__EXERCISE PROMPT__: Can you copy every row below verbatim, changing nothing?

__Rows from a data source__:
%%
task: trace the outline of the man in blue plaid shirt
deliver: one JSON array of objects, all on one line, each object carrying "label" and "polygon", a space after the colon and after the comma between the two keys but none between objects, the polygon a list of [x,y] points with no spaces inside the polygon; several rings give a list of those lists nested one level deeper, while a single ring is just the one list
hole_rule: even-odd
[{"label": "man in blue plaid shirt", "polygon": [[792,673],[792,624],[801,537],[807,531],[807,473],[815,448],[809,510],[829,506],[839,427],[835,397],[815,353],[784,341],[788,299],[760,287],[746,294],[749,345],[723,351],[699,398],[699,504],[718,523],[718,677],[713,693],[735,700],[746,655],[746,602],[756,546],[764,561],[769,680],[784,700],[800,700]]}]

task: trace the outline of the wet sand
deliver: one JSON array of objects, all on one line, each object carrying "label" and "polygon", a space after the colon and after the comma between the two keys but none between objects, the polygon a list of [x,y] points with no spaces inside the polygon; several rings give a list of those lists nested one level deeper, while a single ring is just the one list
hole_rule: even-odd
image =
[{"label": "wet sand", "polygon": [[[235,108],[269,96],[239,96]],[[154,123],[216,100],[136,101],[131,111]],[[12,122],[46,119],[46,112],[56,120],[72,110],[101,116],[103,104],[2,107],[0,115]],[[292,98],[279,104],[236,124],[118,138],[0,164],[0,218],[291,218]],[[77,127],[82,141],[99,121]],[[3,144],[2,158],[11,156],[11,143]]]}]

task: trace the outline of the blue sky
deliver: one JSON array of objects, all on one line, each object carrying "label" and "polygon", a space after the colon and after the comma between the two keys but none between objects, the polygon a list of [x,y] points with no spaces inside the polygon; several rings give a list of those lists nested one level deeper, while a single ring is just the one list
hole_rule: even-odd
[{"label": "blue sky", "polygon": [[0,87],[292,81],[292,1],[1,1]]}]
%%
__WORKED SOLUTION__:
task: trace the outline of the man in blue plaid shirt
deliver: one JSON array of objects, all on one line, each object carrying "label" and "polygon", a space after the colon and after the comma between the two keys but none between objects, the polygon a list of [x,y] points with no spaces inside the polygon; several rings give a list of those lists nested one level deeper, while a single ring is just the one list
hole_rule: even-odd
[{"label": "man in blue plaid shirt", "polygon": [[792,673],[792,624],[801,537],[807,531],[807,473],[815,448],[809,510],[829,506],[839,427],[835,397],[815,353],[784,341],[788,299],[760,287],[746,294],[749,345],[723,351],[699,398],[699,504],[718,523],[718,677],[713,693],[735,700],[746,655],[746,602],[756,546],[764,561],[769,680],[784,700],[800,700]]}]

task: trace the outline of the wet sand
deliver: one JSON array of objects, all on one line, each object carrying "label" and "polygon", a space after the colon and after the comma between the two keys but none between objects, the polygon a list of [x,y] points with no spaces inside the polygon; several rings give a list of those lists nested one level deeper, while a single ring is just the one list
hole_rule: even-odd
image =
[{"label": "wet sand", "polygon": [[[235,108],[269,96],[239,96]],[[154,123],[216,100],[136,101],[131,111]],[[12,122],[46,119],[46,112],[56,120],[72,110],[101,116],[103,104],[2,107],[0,115]],[[292,98],[279,104],[236,124],[118,138],[0,164],[0,218],[291,218]],[[77,127],[82,141],[99,121]],[[3,144],[2,158],[11,156],[11,143]]]}]

task: trace the outline of the blue sky
deliver: one JSON array of objects, all on one line, each object carrying "label" and "polygon", a space after the colon and after the comma between the two keys but none between objects, the polygon a list of [x,y] points with no spaces inside the polygon; several rings give a list of those lists nested one level deeper, while a single ring is just the one list
hole_rule: even-odd
[{"label": "blue sky", "polygon": [[0,87],[292,81],[292,1],[1,1]]}]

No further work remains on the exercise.